BRIEF: For the entries below, print exactly the lines between the line holding "Target: cliff edge" and the line holding "x=1025, y=69", inclusive, and nothing else.
┌──
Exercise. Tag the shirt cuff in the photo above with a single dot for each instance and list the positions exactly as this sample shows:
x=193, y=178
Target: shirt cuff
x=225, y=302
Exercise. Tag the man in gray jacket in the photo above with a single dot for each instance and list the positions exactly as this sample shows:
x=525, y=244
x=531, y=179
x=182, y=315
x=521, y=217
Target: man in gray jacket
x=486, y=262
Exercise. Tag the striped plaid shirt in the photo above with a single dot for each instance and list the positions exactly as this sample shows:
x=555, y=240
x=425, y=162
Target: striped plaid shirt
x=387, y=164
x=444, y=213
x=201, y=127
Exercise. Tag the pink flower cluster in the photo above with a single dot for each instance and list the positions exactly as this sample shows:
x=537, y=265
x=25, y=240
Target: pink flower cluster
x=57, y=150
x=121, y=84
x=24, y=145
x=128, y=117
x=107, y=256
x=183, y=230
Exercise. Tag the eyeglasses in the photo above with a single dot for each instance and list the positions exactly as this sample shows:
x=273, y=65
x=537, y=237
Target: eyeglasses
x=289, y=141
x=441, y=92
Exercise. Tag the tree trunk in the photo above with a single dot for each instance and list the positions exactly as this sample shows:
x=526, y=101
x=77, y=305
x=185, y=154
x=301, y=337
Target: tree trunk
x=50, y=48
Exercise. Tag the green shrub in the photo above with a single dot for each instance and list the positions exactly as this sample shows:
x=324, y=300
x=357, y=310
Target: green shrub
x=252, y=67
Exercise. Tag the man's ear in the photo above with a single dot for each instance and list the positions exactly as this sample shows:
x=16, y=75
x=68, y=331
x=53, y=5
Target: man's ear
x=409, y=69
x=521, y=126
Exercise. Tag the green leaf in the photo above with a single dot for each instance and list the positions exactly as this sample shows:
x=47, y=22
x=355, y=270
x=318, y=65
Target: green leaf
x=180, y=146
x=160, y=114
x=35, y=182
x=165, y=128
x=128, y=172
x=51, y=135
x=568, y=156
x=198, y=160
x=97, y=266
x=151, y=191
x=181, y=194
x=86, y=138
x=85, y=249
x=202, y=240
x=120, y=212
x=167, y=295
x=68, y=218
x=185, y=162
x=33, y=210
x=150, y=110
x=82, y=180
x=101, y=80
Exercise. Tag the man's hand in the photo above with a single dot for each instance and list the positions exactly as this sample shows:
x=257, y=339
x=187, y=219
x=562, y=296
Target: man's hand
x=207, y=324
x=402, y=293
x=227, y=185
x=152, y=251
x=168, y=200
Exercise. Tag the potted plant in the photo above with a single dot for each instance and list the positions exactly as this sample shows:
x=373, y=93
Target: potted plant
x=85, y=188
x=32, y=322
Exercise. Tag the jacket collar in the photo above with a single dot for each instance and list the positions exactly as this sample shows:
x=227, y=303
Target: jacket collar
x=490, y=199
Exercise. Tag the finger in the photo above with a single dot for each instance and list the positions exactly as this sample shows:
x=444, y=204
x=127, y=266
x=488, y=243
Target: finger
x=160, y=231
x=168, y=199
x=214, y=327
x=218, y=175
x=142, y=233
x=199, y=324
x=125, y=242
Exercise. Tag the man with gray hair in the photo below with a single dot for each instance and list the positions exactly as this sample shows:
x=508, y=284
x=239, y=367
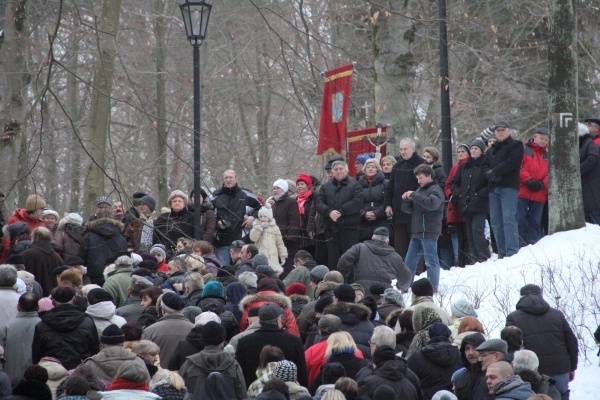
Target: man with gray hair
x=375, y=261
x=40, y=259
x=401, y=181
x=525, y=364
x=339, y=202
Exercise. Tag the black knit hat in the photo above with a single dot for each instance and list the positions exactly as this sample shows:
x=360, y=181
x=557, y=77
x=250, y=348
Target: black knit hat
x=112, y=334
x=422, y=287
x=213, y=334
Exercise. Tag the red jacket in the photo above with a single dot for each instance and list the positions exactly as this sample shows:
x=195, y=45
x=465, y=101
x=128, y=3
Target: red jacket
x=534, y=166
x=453, y=214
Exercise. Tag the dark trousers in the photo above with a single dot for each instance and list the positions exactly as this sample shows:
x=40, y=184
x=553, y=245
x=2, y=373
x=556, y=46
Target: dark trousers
x=338, y=243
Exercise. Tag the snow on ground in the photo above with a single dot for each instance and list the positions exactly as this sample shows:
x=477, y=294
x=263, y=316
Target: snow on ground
x=566, y=266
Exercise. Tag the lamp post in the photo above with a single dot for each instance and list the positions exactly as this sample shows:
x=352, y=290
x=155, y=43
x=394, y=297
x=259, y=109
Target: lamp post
x=195, y=17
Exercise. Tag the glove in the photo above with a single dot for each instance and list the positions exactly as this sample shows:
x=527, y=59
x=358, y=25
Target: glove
x=492, y=177
x=534, y=185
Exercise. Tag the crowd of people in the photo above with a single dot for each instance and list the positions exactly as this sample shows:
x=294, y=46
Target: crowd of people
x=299, y=295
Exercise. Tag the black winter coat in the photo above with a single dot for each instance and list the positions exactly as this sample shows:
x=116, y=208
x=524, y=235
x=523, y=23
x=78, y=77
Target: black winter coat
x=389, y=373
x=67, y=334
x=547, y=333
x=346, y=196
x=374, y=197
x=470, y=187
x=232, y=205
x=102, y=239
x=434, y=364
x=402, y=180
x=505, y=158
x=589, y=165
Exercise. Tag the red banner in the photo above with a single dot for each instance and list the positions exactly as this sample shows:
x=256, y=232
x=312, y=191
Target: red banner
x=357, y=145
x=334, y=109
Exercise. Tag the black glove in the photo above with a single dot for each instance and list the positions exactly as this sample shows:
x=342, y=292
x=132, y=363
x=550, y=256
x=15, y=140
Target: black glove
x=534, y=185
x=493, y=177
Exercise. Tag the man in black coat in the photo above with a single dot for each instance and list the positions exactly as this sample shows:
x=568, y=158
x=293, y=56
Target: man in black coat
x=340, y=201
x=502, y=162
x=65, y=332
x=270, y=333
x=547, y=333
x=402, y=180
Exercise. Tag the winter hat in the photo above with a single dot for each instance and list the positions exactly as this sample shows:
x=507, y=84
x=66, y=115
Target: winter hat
x=213, y=333
x=267, y=283
x=34, y=202
x=461, y=308
x=479, y=144
x=205, y=317
x=266, y=211
x=296, y=288
x=259, y=259
x=497, y=345
x=269, y=312
x=393, y=296
x=530, y=289
x=149, y=200
x=304, y=178
x=382, y=354
x=63, y=294
x=382, y=231
x=422, y=287
x=177, y=193
x=173, y=301
x=96, y=296
x=318, y=273
x=160, y=249
x=70, y=218
x=213, y=289
x=444, y=395
x=281, y=184
x=438, y=329
x=103, y=199
x=112, y=334
x=345, y=293
x=286, y=371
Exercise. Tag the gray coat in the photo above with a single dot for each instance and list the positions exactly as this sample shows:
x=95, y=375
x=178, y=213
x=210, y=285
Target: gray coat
x=426, y=204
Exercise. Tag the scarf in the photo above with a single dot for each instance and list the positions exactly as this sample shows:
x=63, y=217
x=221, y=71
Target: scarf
x=120, y=383
x=301, y=199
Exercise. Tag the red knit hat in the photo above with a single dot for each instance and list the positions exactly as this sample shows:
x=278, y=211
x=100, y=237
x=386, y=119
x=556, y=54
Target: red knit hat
x=304, y=178
x=296, y=288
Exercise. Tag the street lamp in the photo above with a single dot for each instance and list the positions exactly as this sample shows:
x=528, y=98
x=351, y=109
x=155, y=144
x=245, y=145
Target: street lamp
x=195, y=17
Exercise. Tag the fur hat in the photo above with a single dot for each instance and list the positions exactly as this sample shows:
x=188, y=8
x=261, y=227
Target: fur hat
x=296, y=288
x=286, y=371
x=34, y=202
x=213, y=289
x=461, y=308
x=345, y=293
x=213, y=333
x=422, y=287
x=112, y=334
x=173, y=301
x=266, y=211
x=281, y=184
x=177, y=193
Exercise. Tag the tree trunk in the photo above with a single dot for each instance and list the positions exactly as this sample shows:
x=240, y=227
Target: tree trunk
x=565, y=208
x=13, y=107
x=99, y=125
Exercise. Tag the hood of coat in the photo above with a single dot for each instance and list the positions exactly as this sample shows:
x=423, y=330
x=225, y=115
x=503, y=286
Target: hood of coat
x=533, y=304
x=106, y=227
x=443, y=354
x=102, y=310
x=349, y=313
x=64, y=318
x=265, y=297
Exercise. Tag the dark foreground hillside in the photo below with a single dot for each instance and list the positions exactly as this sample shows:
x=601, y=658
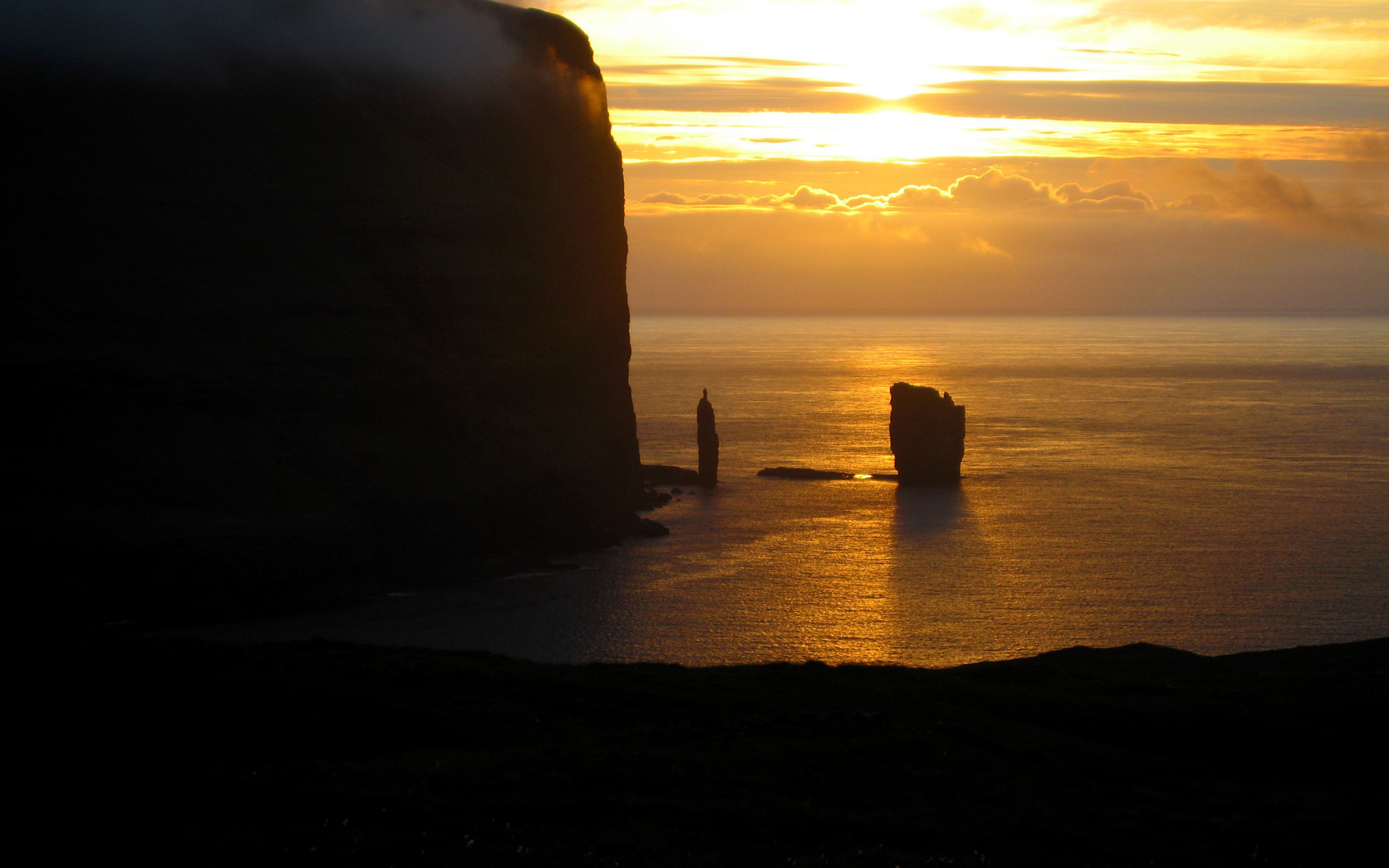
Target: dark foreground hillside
x=327, y=753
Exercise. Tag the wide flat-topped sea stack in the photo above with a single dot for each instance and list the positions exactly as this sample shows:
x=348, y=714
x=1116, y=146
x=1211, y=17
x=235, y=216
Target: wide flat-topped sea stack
x=927, y=431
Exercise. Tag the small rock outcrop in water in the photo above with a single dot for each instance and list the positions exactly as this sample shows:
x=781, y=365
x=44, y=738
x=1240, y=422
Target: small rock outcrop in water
x=802, y=473
x=668, y=474
x=927, y=431
x=708, y=442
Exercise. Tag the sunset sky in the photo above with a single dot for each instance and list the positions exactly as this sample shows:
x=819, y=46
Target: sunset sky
x=1001, y=156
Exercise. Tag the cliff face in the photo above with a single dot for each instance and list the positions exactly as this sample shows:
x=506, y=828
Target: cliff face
x=294, y=320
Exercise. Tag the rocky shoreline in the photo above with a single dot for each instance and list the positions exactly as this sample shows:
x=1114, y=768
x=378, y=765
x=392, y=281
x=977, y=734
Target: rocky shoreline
x=335, y=753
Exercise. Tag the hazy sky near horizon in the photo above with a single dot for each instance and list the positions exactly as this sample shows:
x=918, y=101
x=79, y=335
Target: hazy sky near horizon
x=1002, y=155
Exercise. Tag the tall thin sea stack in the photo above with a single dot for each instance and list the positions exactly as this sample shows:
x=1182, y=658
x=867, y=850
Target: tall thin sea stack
x=927, y=432
x=708, y=438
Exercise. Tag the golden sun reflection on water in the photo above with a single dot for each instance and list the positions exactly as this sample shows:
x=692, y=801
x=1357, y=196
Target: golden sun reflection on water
x=1205, y=484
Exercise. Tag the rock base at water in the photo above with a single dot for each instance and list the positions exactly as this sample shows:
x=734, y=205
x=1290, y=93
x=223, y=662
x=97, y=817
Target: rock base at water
x=668, y=474
x=802, y=473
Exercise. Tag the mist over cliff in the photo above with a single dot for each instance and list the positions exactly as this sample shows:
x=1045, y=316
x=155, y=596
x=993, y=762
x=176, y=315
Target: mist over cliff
x=311, y=293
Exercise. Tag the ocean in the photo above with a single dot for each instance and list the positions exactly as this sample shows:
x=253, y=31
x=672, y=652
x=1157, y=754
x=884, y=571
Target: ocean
x=1214, y=484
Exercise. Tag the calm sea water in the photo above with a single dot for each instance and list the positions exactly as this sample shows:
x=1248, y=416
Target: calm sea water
x=1210, y=484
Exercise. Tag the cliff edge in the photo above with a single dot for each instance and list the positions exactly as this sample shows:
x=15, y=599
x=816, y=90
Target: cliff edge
x=313, y=295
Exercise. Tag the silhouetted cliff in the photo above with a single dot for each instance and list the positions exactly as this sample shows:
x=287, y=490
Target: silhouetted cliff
x=321, y=304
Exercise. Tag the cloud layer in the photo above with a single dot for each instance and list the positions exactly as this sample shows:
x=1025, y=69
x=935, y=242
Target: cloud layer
x=1251, y=189
x=992, y=189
└──
EXERCISE ANSWER:
Target: cliff edge
x=313, y=295
Exercise. Tag the silhouetted cliff in the photo above with a single dot for each instance and list the positions exactly as this sample shows:
x=287, y=490
Target: silhouetted cliff
x=321, y=304
Exercise. Tag the cloud layer in the photo above with a single dot for each instance and list the positions exactly as this sample shows:
x=1025, y=69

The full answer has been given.